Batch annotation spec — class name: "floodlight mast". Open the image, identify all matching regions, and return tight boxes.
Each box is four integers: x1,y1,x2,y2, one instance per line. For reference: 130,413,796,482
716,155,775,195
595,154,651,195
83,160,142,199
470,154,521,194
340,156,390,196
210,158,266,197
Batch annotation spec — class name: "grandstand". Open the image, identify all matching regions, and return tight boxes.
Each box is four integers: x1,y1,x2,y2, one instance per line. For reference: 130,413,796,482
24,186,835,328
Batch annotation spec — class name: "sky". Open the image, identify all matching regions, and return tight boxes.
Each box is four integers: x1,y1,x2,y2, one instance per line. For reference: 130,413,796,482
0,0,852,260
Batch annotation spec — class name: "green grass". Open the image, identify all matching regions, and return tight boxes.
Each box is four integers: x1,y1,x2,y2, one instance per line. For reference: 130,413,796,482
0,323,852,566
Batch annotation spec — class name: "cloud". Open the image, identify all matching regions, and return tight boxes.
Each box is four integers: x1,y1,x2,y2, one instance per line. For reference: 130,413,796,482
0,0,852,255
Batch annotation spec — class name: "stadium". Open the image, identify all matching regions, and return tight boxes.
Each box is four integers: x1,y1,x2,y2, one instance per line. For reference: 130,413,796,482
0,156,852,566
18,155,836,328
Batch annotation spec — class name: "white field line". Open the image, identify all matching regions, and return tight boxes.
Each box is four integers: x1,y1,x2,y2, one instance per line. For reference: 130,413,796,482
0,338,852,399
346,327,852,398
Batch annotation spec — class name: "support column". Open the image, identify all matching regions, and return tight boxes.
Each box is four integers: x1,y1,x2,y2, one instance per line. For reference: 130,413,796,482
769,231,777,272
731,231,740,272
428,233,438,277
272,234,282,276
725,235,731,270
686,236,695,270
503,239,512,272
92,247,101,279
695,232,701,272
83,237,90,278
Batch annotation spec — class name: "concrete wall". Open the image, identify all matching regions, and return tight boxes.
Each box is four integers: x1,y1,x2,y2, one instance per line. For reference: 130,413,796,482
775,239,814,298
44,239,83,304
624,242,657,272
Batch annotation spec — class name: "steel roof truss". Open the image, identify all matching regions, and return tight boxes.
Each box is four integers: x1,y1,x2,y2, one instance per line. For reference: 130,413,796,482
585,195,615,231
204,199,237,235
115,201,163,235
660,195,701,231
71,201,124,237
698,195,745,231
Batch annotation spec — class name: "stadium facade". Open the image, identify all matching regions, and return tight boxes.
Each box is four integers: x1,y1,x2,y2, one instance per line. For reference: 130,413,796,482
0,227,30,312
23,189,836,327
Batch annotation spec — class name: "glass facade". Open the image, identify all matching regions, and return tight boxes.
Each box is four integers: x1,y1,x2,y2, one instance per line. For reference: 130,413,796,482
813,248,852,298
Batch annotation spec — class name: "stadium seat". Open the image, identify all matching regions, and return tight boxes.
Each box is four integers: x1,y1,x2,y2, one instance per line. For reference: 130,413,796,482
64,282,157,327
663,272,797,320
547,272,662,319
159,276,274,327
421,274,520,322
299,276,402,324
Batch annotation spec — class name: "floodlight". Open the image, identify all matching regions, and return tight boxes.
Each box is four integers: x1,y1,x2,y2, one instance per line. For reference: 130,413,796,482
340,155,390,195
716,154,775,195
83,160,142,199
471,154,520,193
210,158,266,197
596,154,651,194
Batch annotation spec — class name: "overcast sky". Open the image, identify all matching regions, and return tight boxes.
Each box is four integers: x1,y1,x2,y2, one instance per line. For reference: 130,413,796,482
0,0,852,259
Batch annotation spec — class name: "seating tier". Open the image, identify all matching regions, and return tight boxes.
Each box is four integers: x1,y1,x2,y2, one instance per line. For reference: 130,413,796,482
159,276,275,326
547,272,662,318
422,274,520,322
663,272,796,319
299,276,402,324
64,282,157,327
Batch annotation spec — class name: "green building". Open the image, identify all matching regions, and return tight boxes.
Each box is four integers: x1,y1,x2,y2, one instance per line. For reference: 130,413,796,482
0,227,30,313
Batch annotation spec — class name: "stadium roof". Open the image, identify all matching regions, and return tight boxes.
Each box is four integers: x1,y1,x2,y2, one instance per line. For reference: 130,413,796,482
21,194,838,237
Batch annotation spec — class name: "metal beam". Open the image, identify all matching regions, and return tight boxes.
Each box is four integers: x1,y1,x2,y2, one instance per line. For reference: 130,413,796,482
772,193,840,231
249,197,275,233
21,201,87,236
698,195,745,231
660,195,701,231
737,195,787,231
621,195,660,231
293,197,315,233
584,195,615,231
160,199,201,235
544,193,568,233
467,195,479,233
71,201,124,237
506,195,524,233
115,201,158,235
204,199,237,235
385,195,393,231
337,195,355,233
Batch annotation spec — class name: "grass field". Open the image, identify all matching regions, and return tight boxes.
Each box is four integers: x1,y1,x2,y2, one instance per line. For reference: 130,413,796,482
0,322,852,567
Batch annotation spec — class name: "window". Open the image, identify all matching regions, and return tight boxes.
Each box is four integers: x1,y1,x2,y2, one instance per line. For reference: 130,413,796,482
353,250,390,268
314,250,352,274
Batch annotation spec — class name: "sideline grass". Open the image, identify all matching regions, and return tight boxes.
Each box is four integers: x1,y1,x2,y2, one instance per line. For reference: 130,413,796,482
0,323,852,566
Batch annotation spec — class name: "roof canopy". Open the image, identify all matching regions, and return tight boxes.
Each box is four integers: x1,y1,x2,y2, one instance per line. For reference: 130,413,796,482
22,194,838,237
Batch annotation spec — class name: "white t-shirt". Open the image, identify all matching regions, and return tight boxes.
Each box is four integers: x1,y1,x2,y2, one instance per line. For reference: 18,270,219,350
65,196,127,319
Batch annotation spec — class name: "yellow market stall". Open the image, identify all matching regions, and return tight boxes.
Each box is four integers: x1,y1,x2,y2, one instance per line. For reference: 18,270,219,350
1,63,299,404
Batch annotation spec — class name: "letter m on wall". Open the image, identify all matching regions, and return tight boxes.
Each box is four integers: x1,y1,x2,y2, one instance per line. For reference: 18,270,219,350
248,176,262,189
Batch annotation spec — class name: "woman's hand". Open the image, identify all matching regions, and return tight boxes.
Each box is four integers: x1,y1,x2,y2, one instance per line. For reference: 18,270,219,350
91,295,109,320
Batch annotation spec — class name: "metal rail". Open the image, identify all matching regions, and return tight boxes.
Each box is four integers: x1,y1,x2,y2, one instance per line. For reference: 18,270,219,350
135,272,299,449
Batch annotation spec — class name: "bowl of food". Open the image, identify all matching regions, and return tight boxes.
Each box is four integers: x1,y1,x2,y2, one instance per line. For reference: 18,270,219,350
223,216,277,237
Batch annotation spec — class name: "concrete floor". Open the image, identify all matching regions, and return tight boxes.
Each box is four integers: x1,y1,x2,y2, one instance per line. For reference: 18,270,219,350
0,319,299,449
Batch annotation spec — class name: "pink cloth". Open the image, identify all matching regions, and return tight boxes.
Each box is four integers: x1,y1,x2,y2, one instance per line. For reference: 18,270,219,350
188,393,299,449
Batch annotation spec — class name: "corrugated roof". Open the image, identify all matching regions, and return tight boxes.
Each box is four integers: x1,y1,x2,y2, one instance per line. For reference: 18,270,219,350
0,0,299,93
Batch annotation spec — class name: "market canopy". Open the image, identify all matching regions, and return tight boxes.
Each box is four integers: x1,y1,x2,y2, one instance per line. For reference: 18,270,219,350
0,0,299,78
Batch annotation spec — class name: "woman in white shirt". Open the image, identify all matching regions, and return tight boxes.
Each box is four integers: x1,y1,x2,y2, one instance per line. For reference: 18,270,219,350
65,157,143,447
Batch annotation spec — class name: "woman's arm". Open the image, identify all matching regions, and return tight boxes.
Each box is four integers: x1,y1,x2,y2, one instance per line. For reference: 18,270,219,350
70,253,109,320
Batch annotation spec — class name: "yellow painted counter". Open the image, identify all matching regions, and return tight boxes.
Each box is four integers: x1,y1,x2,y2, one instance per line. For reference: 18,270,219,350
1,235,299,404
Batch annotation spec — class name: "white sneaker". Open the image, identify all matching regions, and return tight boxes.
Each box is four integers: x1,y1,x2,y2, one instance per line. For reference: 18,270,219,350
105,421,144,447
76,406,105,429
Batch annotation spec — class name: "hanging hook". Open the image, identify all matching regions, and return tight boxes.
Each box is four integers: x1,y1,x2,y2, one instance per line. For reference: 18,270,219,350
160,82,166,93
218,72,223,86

● ● ●

Rewrite the lines from the start of the records through the line that contains "0,0,852,260", replacing "grandstand" with "bleachers" and changing nothing else.

Batch annotation spec — class name: "floodlight mast". Open the image, identify all matching regions, and return tight boxes.
Each box is four integers: x1,y1,x2,y2, one instance per line. For reference: 130,413,796,482
716,155,775,195
595,154,651,195
83,160,142,199
470,154,521,194
340,156,390,196
210,158,266,197
Batch annotation spec — class name: "bleachers". Open the image, identify all matching regions, and return tight boxes.
Each box is four integers: x1,y1,x2,y2, one instance per line. For reference: 130,413,796,482
24,186,835,328
Batch annotation spec — class name: "sky". Open the image, identify all matching regions, and return tight boxes.
Each box is four integers: x1,y1,x2,y2, one instance per line. For reference: 130,413,796,482
0,0,852,260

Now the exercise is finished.